Textauszug:
Es mag zwar einfach sein, im Ausland eine Gesellschaft zu gründen, man muss aber auch verstehen, wie sie funktioniert. In dem vom FG entschiedenen Verfahren war es so, dass die Ltd. aufgelöst war und jetzt vor dem Problem stand, sich im Klageverfahren und im Verfahren einstweiligen Rechtsschutzes gegen belastende Steuerbescheide der Finanzverwaltung wehrte. Die Bevollmächtigten legten auch eine Vollmacht der Ltd. vor, das FG entschied aber, dass die Vollmacht nicht wirksam von der Ltd. erteilt worden sei; denn der sie ausstellende driector war nach dem englischen Handelsregister nicht mehr zur Vertretung der Ltd. befugt.

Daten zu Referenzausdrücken
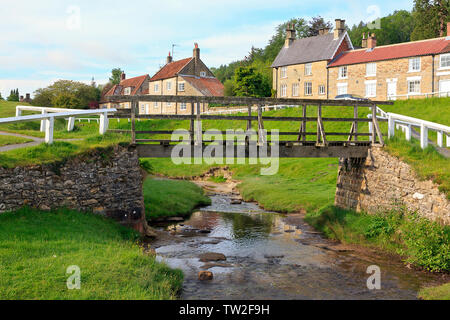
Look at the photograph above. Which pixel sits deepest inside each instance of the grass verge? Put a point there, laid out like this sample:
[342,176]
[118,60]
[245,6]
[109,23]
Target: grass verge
[168,198]
[36,248]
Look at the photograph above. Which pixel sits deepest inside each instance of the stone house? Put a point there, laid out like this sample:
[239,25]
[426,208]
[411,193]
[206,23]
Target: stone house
[186,77]
[300,69]
[127,87]
[406,70]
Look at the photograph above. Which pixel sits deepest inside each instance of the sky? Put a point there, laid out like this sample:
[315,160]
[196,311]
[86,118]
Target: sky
[47,40]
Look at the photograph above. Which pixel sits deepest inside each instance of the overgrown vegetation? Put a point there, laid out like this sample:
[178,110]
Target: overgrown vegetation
[36,248]
[421,242]
[165,198]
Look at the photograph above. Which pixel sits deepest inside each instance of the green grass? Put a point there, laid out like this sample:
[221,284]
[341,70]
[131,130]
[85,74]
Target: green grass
[165,198]
[421,242]
[435,293]
[9,140]
[58,151]
[428,163]
[36,248]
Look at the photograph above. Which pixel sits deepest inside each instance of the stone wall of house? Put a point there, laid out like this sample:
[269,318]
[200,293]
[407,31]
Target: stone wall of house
[382,182]
[107,182]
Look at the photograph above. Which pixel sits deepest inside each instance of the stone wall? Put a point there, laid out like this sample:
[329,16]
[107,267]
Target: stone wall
[382,182]
[105,181]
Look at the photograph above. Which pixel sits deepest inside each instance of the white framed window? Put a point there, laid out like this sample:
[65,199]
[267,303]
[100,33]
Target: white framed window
[371,89]
[284,90]
[308,88]
[414,86]
[283,72]
[308,69]
[342,88]
[444,61]
[295,87]
[321,89]
[343,74]
[414,64]
[371,69]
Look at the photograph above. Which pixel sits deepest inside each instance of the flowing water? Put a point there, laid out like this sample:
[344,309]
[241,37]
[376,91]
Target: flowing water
[274,256]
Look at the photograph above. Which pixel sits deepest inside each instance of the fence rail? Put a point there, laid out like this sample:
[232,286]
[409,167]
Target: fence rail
[408,123]
[48,117]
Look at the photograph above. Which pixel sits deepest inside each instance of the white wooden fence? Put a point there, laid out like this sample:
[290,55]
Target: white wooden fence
[406,124]
[48,118]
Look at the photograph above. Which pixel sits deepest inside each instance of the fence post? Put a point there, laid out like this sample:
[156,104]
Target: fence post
[49,125]
[423,136]
[71,124]
[391,126]
[408,132]
[43,122]
[133,122]
[440,140]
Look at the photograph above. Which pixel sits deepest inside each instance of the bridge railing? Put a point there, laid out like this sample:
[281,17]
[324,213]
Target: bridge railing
[48,118]
[322,137]
[408,123]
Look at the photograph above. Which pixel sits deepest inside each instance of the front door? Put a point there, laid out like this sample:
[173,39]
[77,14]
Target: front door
[444,88]
[392,90]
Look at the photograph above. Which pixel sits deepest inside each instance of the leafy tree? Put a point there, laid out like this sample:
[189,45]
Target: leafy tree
[14,95]
[430,17]
[116,75]
[395,28]
[316,24]
[67,94]
[250,83]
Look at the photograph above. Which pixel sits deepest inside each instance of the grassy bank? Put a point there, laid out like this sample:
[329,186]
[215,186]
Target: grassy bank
[168,198]
[8,140]
[36,248]
[421,242]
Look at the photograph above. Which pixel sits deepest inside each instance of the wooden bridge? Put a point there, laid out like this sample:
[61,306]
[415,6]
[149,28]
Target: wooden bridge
[351,145]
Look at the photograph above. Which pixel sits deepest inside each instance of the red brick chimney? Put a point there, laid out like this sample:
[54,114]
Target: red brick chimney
[371,41]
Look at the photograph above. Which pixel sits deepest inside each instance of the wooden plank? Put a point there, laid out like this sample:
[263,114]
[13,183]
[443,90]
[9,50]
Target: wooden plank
[165,151]
[244,101]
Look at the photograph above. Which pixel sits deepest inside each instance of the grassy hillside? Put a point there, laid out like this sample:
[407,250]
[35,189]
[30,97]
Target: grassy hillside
[36,248]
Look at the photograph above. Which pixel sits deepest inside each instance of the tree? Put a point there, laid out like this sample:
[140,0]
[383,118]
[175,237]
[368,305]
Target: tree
[116,76]
[14,95]
[431,17]
[67,94]
[316,24]
[250,83]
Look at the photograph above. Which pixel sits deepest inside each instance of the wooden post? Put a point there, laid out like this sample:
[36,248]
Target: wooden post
[133,122]
[355,114]
[260,126]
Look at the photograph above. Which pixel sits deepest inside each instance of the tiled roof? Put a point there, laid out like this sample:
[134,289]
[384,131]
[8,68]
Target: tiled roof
[395,51]
[170,69]
[311,49]
[134,83]
[207,86]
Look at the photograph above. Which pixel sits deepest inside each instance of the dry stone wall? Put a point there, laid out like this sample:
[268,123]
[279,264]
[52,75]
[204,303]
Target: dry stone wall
[382,182]
[107,182]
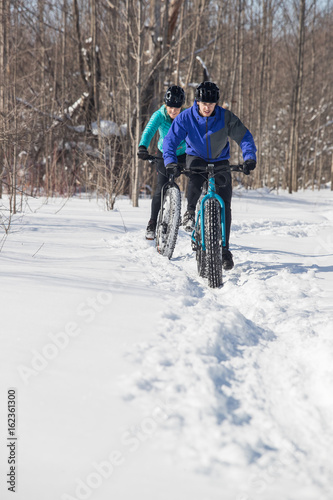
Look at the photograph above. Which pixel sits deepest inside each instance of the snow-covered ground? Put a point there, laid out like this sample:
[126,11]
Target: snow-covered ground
[133,379]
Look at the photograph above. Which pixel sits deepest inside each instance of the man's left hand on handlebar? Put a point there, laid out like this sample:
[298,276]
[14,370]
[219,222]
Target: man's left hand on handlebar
[173,169]
[142,153]
[248,166]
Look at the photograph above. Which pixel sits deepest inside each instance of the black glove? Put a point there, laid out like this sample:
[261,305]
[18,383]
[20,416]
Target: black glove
[173,168]
[248,166]
[143,153]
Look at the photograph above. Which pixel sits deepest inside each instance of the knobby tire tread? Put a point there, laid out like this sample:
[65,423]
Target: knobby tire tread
[213,240]
[168,222]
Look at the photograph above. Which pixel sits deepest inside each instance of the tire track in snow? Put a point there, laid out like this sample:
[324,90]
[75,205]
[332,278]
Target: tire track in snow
[227,379]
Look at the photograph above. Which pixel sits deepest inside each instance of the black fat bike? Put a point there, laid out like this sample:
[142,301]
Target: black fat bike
[168,219]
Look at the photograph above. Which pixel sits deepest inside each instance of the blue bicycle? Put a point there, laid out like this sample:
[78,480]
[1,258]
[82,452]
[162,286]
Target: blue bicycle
[209,235]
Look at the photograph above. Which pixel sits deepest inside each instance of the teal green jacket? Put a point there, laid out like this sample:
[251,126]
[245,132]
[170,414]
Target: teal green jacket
[161,121]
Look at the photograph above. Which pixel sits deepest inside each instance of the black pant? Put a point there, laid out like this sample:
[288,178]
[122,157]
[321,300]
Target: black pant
[162,178]
[223,184]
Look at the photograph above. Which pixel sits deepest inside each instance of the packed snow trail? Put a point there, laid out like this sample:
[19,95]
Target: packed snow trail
[238,363]
[190,392]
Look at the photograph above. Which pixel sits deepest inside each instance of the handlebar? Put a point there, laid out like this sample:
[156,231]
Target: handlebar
[152,158]
[233,168]
[236,168]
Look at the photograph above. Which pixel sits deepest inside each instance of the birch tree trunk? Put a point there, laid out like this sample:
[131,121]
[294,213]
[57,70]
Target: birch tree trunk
[296,104]
[135,176]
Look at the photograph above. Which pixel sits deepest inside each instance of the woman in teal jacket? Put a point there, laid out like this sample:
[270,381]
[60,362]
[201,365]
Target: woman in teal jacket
[161,121]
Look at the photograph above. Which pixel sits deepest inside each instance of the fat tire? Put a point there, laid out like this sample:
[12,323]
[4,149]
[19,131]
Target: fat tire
[213,241]
[200,253]
[168,222]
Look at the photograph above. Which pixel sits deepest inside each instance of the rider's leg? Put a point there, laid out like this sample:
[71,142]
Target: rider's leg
[161,180]
[224,189]
[195,182]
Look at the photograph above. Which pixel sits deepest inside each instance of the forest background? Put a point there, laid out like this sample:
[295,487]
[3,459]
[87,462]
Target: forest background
[79,80]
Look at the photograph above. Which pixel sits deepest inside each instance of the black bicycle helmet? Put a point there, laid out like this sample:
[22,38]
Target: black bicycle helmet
[207,92]
[174,97]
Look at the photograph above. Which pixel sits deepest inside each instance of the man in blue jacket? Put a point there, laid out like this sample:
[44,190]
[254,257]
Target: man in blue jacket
[205,127]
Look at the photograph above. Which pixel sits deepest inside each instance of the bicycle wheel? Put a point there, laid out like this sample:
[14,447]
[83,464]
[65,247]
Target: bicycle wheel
[213,240]
[200,253]
[168,222]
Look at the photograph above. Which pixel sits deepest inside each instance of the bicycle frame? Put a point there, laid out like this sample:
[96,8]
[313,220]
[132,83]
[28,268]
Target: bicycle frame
[211,193]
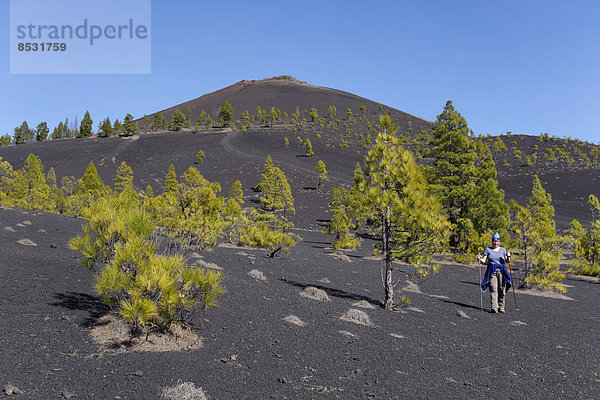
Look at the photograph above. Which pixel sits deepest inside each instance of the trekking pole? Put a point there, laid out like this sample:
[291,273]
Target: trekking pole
[513,285]
[480,292]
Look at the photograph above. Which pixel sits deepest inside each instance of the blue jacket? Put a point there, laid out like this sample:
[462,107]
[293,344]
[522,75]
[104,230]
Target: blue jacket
[491,269]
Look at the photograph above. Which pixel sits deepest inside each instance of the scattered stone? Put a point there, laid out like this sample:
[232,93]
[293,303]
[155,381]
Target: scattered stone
[186,390]
[411,287]
[256,274]
[292,319]
[364,304]
[357,317]
[112,334]
[316,294]
[11,389]
[203,264]
[338,255]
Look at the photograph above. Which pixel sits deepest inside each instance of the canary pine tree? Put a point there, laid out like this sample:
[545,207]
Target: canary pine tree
[124,178]
[85,129]
[178,121]
[535,232]
[586,242]
[393,201]
[147,288]
[171,183]
[463,175]
[225,114]
[322,171]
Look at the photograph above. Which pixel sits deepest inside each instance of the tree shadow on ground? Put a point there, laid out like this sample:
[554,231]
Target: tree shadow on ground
[323,245]
[463,305]
[335,292]
[94,306]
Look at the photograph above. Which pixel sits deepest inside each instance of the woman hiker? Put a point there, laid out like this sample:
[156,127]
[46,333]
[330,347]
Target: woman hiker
[496,277]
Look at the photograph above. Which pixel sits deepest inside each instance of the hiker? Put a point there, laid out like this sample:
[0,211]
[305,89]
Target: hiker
[497,277]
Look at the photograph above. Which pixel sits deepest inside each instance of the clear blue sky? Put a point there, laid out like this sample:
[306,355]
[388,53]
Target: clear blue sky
[522,66]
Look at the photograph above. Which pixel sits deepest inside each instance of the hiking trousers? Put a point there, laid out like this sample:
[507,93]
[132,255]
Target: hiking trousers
[497,291]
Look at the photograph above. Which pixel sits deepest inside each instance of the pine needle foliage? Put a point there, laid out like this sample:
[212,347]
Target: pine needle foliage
[586,242]
[392,201]
[147,289]
[540,245]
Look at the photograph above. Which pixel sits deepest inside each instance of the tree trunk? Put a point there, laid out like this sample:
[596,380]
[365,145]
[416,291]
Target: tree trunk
[387,250]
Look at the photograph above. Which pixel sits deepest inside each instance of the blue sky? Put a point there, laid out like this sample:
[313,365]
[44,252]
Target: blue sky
[520,66]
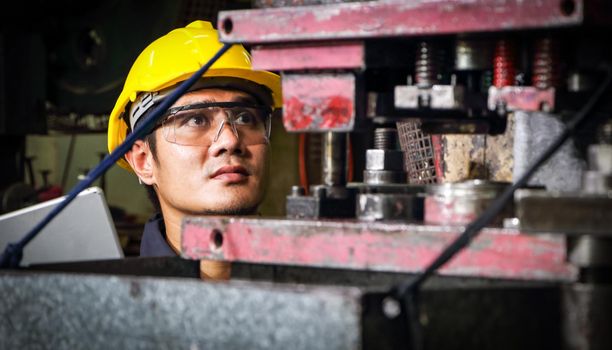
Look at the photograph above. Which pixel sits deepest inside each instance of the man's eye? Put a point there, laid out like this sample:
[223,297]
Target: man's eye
[194,120]
[246,118]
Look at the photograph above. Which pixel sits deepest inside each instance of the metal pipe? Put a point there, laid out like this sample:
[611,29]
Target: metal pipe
[334,159]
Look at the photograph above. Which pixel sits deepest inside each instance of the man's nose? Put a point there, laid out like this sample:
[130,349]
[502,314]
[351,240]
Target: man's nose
[226,139]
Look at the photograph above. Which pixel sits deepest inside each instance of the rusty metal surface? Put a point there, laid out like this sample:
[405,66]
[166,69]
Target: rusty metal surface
[524,98]
[496,253]
[83,311]
[564,212]
[488,157]
[587,315]
[462,202]
[390,18]
[339,55]
[319,102]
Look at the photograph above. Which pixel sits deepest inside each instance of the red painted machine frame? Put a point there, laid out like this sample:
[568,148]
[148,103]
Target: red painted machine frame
[391,247]
[393,18]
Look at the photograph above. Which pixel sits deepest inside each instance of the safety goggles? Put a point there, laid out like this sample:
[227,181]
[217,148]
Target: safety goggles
[201,124]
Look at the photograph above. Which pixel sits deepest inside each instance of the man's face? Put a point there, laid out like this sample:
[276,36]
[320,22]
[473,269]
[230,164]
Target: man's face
[226,176]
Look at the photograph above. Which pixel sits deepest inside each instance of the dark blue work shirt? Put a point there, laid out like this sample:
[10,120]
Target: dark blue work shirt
[153,242]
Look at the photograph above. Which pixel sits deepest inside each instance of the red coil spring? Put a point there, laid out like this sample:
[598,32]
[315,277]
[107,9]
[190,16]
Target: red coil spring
[504,70]
[546,64]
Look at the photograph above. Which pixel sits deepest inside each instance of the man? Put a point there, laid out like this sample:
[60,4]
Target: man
[208,155]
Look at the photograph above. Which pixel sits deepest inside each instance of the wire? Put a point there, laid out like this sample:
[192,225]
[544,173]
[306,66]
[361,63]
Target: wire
[13,253]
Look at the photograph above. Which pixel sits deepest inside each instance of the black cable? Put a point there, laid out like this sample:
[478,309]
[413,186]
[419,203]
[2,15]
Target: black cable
[498,205]
[13,253]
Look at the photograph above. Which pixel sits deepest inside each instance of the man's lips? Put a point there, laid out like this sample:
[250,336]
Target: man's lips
[230,173]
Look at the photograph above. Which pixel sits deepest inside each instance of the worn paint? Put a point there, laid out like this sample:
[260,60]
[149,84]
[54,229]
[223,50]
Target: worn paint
[338,55]
[499,156]
[524,98]
[495,253]
[318,102]
[376,19]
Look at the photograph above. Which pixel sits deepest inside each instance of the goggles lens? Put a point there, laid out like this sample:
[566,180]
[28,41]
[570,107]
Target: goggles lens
[201,124]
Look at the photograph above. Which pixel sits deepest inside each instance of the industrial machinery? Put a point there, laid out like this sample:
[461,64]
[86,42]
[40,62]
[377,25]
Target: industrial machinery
[427,113]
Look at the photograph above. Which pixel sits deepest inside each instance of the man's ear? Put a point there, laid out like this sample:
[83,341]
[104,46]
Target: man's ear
[141,160]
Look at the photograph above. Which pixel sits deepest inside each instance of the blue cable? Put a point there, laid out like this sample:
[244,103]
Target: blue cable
[13,253]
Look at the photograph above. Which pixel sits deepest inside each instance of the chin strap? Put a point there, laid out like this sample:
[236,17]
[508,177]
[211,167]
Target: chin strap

Aufgabe: Schreiben Sie den Auszug über die aufgelöste Ltd. im Anschluss an seinen letzten Satz weiter.

Antwort:
Ergebnis I: der Antrag ist unzulässig mangels Vollmacht;
Ergebnis II: die Kosten des Verfahrens wurden dem director als „Veranlasser“ des Verfahrens auferlegt. 
Dieses Schicksal hätte im Verfahren auch die Bevollmächtigten treffen können. Das FG sah sie aber als gutgläubig an.

Die Lehre aus dem Verfahren: Achtung bei ausländischem Recht und Vorsicht bei Vollmachten; wer als Bevollmächtigter die Vertretungsbefugnis nicht prüft, läuft Gefahr, die Kosten des Rechtsstreits zu zahlen.